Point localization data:

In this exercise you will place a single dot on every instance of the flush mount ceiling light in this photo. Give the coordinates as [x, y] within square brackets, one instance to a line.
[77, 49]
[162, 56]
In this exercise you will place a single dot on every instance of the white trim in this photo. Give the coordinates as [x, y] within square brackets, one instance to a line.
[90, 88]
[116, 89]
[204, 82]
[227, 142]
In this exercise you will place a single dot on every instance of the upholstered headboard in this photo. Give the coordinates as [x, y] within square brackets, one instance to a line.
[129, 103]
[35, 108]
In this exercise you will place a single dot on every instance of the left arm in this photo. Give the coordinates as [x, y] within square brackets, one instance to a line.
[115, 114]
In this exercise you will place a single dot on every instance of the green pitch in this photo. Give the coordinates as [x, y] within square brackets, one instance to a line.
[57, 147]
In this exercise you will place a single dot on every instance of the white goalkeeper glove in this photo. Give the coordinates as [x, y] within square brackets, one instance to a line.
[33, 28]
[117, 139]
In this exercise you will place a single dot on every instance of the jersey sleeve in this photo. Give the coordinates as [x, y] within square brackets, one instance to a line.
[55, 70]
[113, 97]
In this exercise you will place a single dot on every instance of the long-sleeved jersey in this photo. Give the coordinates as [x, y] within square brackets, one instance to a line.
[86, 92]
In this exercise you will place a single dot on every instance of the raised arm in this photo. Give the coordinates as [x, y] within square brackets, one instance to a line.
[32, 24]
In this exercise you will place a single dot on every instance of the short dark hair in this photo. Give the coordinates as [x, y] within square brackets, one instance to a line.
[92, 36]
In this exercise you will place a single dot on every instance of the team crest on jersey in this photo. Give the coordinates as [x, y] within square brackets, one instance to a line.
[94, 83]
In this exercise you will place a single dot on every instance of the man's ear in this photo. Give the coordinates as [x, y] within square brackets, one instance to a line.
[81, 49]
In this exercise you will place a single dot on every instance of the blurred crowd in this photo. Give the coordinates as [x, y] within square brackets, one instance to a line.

ASSIGNED TASK: Once the line that contains "of the man's" is found, please give it again exactly, along with each line that comes after it, through the last line of the entries.

THE COMPLETED TASK:
In this exercise you will place a single dot on every instance of the man's ear in this photo. Give the coordinates as [x, y] within square brackets, one instance to a line.
[81, 49]
In this exercise you will place a single dot on every instance of the blurred crowd in this photo. Give the coordinates as [x, y] within square brackets, one instance to a line.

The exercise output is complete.